A safer sequence is:
- generate replacement secret
- update the downstream consumer
- verify the new secret is active
- revoke the old secret
- monitor for unexpected failures
If there are multiple downstream systems, rotate the most tightly coupled one first so you can test the pattern before scaling it.
Revoke old credentials, then verify the new ones are actually in use
Rotation is not done when the secret changes in the vault. It is done when the old secret no longer works and the new path is confirmed in production.
Verify by checking:
- failed auth attempts for the old token
- successful calls from the new token
- CI job logs for the updated credential path
- package publishing or deployment status
- cloud audit logs for the new principal
If the old secret still works, something is wrong. Either it exists in another place, or you missed a consumer.
Validate branch and token permissions after the cleanup
Re-test least privilege on write, deploy, and admin paths
After cleanup, do not assume the permission model is fixed. Test it.
Ask these questions:
- Can a normal developer still write where they should not?
- Can a workflow publish artifacts without human review?
- Can a service account modify settings it does not own?
- Can an external collaborator reach any sensitive action?
This is where a small access matrix helps. Keep it boring and explicit.
| Actor | Allowed | Not allowed |
|---|---|---|
| Developer | Open PRs, read docs | Push to protected branch |
| Release bot | Publish signed release | Change branch rules |
| Ops bot | Deploy approved build | Read unrelated repo secrets |
| Security reviewer | Audit logs, policy review | Use production deploy tokens |
Confirm protected branches still block direct pushes and force-pushes
This seems basic, but it is one of the easiest controls to misconfigure during emergency cleanup. If you changed branch rules or recreated a repo environment, re-check the guardrails.
Test:
- direct push rejection
- force-push rejection
- required review enforcement
- status check enforcement
- admin bypass behavior
- signed commit requirements if enabled
A branch rule that passes policy review but fails in real GitHub behavior is not a control. It is documentation.
Verify workflows only receive the secrets they need
GitHub Actions tends to drift toward convenience. A job gets one secret, then another, then a whole environment because it was easier than splitting the workflow.
Review each job and confirm:
- the secret is required
- the scope is minimum
- the secret is not inherited by unrelated steps
- reusable workflows do not widen exposure
- forked PR jobs cannot read write credentials
If a workflow is doing build, test, and deploy in one job, split it. Security gets better when trust boundaries are visible in the YAML.
Hunt for signs of exposure and misuse
Review audit logs, workflow runs, and repository access history
Once you know what should have been exposed, look for what actually happened.
Review:
- GitHub audit logs
- repository access logs
- workflow run history
- token creation and revocation events
- branch protection changes
- collaborator additions and removals
You are looking for access changes that cluster around the suspected breach window. New token creation, unusual runner activity, or a sudden collaborator change is worth a closer look.
========
WORK TO COMPLETE = Please continue the guide on credential rotation and GitHub access cleanup, picking up after its final sentence. You won't need the records.

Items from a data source
========
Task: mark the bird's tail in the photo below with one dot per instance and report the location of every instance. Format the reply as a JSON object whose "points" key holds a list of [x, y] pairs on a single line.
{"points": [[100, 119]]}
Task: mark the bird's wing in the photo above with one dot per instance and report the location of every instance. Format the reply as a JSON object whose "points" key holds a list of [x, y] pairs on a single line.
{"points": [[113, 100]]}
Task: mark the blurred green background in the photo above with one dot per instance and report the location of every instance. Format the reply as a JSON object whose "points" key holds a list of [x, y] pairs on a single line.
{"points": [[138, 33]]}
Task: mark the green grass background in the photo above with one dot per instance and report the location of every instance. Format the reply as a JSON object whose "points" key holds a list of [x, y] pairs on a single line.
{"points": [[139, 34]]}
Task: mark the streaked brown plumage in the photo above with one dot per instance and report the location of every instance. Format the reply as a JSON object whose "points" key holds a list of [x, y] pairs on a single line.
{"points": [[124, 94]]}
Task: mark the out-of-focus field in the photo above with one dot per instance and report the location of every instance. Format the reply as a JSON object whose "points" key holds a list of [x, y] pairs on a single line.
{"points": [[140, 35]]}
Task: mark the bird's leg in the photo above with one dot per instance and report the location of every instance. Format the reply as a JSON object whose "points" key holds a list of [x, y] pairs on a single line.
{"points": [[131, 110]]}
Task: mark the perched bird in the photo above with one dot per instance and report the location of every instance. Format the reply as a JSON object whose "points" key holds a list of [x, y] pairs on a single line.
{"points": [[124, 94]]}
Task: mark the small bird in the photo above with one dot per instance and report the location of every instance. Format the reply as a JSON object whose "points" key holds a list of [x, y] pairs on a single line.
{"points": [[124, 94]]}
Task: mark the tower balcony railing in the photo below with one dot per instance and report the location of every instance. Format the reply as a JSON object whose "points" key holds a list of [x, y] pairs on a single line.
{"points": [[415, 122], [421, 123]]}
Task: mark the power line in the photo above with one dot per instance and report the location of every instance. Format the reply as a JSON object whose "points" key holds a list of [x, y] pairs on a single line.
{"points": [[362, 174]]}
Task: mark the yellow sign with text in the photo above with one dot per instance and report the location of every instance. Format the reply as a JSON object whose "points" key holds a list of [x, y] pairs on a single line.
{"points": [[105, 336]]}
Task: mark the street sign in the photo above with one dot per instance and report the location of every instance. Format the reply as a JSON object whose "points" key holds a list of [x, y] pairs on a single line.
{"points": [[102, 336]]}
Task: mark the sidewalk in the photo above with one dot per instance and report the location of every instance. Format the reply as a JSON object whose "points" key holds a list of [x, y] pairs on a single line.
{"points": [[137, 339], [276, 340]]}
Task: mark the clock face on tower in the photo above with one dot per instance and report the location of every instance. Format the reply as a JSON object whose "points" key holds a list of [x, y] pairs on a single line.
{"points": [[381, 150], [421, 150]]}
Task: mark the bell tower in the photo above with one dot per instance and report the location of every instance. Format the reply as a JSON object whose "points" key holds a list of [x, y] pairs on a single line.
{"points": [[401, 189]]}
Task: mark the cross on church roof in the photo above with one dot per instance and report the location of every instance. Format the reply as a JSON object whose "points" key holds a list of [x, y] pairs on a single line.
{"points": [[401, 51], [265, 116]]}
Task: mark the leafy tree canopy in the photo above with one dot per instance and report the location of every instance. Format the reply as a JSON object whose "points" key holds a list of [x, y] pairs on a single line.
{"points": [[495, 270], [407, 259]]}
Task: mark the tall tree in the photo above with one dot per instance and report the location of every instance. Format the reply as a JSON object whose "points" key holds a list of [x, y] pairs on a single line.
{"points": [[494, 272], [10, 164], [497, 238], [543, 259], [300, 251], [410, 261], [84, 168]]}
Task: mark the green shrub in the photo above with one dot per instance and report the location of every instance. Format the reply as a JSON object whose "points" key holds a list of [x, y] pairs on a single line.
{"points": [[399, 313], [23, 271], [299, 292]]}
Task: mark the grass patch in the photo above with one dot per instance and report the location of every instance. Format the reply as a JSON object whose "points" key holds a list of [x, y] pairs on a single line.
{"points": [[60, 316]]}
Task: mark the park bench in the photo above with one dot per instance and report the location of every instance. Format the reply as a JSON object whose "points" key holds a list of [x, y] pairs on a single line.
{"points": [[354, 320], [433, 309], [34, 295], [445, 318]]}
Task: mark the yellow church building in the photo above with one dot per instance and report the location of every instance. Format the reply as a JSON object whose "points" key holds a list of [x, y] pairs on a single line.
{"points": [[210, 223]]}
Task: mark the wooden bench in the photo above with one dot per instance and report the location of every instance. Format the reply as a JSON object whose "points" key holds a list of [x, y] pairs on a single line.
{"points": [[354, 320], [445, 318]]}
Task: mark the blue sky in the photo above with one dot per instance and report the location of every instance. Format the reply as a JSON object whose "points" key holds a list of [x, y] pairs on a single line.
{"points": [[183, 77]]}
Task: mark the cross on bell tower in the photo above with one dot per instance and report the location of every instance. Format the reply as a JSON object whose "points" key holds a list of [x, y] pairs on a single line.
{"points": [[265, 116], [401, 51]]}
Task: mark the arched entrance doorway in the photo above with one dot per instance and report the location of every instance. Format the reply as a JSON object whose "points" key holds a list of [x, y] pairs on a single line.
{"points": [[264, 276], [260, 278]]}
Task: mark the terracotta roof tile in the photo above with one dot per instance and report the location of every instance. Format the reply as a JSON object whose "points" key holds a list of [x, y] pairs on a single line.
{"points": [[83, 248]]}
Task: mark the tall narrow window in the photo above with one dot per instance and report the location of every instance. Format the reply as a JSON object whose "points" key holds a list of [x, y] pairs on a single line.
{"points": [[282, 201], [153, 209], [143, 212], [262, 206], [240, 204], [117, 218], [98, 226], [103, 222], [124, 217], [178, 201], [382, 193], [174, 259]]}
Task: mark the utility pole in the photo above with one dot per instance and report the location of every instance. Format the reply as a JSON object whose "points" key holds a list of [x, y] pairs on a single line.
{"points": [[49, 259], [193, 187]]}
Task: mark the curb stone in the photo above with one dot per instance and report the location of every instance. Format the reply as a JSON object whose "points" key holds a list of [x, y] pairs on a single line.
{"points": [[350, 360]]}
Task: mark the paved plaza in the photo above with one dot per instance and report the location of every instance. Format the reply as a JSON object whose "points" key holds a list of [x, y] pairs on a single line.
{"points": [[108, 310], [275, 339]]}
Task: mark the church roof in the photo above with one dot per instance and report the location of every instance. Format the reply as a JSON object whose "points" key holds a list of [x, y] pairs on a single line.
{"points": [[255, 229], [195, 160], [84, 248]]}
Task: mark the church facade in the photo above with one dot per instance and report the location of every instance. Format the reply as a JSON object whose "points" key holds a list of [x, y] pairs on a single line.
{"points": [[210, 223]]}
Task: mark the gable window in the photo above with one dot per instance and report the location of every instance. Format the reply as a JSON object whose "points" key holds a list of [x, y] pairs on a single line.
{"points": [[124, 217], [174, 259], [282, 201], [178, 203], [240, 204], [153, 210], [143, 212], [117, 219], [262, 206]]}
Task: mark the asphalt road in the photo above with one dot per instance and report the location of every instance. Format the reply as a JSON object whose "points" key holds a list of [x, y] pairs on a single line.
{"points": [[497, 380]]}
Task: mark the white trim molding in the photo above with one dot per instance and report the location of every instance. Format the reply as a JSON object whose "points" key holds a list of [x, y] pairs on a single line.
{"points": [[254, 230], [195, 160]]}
========
ANSWER TO THIS EXERCISE =
Check for unusual clone activity, new deploy keys, or unexpected collaborator changes
If an attacker had access to repos, they may have used normal-looking Git operations rather than noisy exploits. Search for:
- clone bursts from unfamiliar IP ranges
- new SSH deploy keys
- repo transfers
- sudden team permission changes
- release tag creation outside normal release windows
If you do not have clone telemetry, that is a gap to document. Many GitHub teams can see what changed but not who pulled the code. That limits certainty, so you compensate by checking everything else.
Correlate secret rotation times with failed auth and suspicious API calls
This is the part that separates cleanup noise from real abuse. After rotation, some failed auth is expected. The question is whether the failures line up with unusual access attempts.
Correlate:
- old token failures
- retries from automation
- API calls from unknown principals
- login failures on connected services
- package publish attempts
If you see a credential fail and then a different token or account succeed in the same window, that is worth escalation.
Harden the repo so the same mistake is harder to repeat
Replace long-lived tokens with GitHub App or OIDC-based access where possible
Long-lived tokens are convenient and painful to govern. Where possible, move toward short-lived, federated access:
- GitHub Apps for repo-bound automation
- OIDC for cloud access
- ephemeral credentials for deploy jobs
- short-lived session brokers for privileged operations
This does not eliminate compromise, but it shrinks the useful lifetime of a leaked token. That is a real defense, not just policy language.
Split sensitive automation into separate repos and environments
If one repo controls build, deploy, and secrets, you have created a single point of failure. Separate them.
A better pattern is:
- application repo for code
- workflow repo for shared automation
- environment-specific deployment controls
- dedicated repos for privileged scripts
That separation makes review clearer and keeps one compromise from automatically turning into full pipeline access.
Add secret scanning, commit signing, and branch rules that match reality
The controls need to match how your team actually works.
Use:
- secret scanning on push and history
- commit signing for trusted release paths
- branch rules that enforce review
- CODEOWNERS for sensitive paths
- environment approvals for production
- repository rules that block obvious policy escapes
A common mistake is adding a rule nobody can comply with, then disabling it later. Better to enforce a narrow rule that is real than a broad rule that looks good on paper.
A practical verification checklist for developers and security teams
What to test in a single repo
For one sensitive repo, verify:
- owner and maintainer list is current
- branch protection blocks direct changes
- external collaborators are justified
- workflow permissions are minimal
- secrets are not in code, history, or artifacts
- deploy keys are unique and rotated
- environment reviewers are enabled where needed
If you only have an hour, start here. It gives you the highest-confidence signal fastest.
What to test across an organization
At org level, check:
- all repos are inventoried
- no orphaned repos retain live secrets
- team membership matches job function
- service accounts are limited and named
- secret rotation has an owner
- audit logs are retained and searchable
- GitHub Apps and PATs are reviewed periodically
This is where you find the structural problems that made the breach report relevant in the first place.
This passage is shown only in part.